WHAT YOU NEED TO DO: Please copy every line from the records below that contains the string "front".
□ □ □ □ □
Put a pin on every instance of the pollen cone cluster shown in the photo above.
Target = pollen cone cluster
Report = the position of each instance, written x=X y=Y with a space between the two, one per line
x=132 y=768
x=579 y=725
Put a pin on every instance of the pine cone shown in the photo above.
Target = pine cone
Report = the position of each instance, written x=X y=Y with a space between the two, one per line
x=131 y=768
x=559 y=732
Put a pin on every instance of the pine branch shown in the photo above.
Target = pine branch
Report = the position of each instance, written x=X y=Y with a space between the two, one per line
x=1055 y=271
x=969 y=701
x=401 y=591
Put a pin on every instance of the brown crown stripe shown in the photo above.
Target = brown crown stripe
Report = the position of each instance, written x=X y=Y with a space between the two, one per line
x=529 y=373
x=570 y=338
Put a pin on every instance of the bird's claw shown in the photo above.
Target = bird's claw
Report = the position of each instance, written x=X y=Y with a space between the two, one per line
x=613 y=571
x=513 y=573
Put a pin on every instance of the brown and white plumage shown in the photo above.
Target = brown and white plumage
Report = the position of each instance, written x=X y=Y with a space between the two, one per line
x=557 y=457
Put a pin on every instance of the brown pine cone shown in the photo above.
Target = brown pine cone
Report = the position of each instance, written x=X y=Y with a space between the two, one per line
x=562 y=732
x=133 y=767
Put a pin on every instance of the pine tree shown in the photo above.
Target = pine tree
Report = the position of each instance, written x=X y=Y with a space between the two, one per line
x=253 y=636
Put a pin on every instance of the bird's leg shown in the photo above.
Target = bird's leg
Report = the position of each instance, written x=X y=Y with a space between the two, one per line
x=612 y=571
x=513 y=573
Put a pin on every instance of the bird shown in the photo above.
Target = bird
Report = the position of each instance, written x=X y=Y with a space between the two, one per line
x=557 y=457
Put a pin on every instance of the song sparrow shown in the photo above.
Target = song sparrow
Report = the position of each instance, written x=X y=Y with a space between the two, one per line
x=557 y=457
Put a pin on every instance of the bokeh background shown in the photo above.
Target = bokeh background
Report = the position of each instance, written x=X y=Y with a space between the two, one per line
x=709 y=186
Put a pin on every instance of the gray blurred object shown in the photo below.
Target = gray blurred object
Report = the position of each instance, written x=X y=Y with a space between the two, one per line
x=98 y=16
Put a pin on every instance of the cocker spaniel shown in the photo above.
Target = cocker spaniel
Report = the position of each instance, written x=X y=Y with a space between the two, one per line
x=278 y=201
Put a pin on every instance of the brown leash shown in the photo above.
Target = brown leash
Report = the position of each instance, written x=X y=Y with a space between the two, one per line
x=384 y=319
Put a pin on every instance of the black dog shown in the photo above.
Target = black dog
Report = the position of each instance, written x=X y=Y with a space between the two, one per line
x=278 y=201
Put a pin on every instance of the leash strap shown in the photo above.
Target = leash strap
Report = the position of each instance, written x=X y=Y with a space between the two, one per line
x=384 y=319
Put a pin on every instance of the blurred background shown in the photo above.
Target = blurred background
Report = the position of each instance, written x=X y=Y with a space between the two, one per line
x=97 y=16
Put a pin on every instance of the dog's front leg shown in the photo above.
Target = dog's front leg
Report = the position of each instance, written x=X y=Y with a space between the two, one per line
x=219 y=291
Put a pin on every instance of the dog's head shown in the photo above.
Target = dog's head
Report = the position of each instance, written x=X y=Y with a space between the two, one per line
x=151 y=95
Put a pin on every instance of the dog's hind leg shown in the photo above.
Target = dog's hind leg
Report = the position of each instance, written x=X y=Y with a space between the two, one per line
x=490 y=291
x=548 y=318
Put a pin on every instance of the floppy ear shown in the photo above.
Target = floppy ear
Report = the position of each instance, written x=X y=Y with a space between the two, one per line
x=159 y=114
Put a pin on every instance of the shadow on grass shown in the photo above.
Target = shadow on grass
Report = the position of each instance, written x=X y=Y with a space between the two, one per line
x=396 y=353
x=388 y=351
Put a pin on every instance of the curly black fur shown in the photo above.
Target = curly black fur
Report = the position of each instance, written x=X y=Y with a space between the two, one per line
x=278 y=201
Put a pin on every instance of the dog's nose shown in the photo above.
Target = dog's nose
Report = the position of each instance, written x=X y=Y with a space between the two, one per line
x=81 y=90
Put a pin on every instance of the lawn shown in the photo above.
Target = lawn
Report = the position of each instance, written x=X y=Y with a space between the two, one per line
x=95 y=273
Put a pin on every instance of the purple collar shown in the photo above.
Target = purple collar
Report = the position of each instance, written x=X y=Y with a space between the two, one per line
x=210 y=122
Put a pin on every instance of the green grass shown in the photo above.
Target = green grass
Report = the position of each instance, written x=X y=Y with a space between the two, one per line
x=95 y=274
□ □ □ □ □
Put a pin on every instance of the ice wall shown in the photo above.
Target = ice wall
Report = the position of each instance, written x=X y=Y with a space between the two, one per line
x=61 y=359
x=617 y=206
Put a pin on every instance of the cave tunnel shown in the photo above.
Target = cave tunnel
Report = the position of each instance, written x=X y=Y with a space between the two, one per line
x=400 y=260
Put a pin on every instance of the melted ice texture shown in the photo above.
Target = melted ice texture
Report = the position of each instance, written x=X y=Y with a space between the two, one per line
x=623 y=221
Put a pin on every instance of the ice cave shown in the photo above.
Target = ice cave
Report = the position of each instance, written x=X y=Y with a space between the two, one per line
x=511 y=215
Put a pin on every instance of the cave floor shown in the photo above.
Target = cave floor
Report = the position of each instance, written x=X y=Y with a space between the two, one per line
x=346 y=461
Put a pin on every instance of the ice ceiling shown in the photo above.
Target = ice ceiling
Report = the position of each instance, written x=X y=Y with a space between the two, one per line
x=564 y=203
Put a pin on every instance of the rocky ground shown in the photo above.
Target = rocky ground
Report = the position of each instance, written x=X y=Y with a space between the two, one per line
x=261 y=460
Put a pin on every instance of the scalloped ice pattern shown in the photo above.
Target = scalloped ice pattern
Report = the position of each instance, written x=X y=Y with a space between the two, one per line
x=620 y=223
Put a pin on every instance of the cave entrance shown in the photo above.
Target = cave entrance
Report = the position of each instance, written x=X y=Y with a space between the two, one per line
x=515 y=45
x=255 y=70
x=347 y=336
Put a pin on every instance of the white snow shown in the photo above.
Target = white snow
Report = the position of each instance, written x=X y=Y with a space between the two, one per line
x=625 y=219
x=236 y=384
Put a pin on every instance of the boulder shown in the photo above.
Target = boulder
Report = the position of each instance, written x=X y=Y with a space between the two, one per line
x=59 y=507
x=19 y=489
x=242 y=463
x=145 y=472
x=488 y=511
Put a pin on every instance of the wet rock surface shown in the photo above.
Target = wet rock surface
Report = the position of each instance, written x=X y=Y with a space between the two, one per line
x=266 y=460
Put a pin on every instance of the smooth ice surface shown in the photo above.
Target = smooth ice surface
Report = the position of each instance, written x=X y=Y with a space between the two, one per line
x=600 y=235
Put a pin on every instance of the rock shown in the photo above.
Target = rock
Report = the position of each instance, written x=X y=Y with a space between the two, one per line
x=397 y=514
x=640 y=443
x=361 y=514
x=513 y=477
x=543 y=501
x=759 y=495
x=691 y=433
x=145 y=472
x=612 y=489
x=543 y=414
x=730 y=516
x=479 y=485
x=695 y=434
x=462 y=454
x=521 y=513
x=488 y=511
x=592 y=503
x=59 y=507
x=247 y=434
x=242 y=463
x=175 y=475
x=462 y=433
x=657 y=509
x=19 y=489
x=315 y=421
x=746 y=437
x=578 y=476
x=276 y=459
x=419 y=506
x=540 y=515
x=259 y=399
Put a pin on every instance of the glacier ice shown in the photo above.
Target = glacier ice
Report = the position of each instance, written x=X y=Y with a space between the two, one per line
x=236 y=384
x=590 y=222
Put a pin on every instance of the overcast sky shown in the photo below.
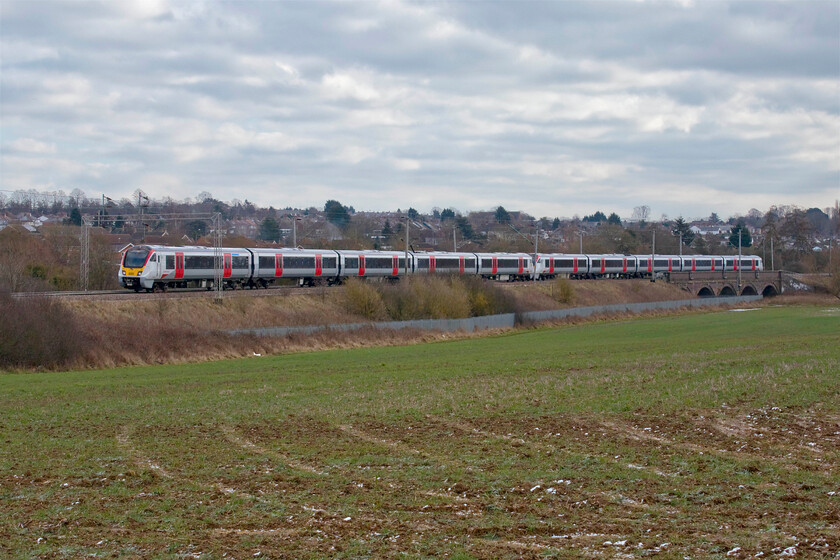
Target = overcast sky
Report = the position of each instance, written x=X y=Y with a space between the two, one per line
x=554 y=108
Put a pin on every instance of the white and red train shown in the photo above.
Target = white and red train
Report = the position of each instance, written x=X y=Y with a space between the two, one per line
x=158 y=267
□ □ □ □ □
FINISHED TASK:
Put a pin on every instance of the dog's front leg shown in the photo above.
Target = dog's front leg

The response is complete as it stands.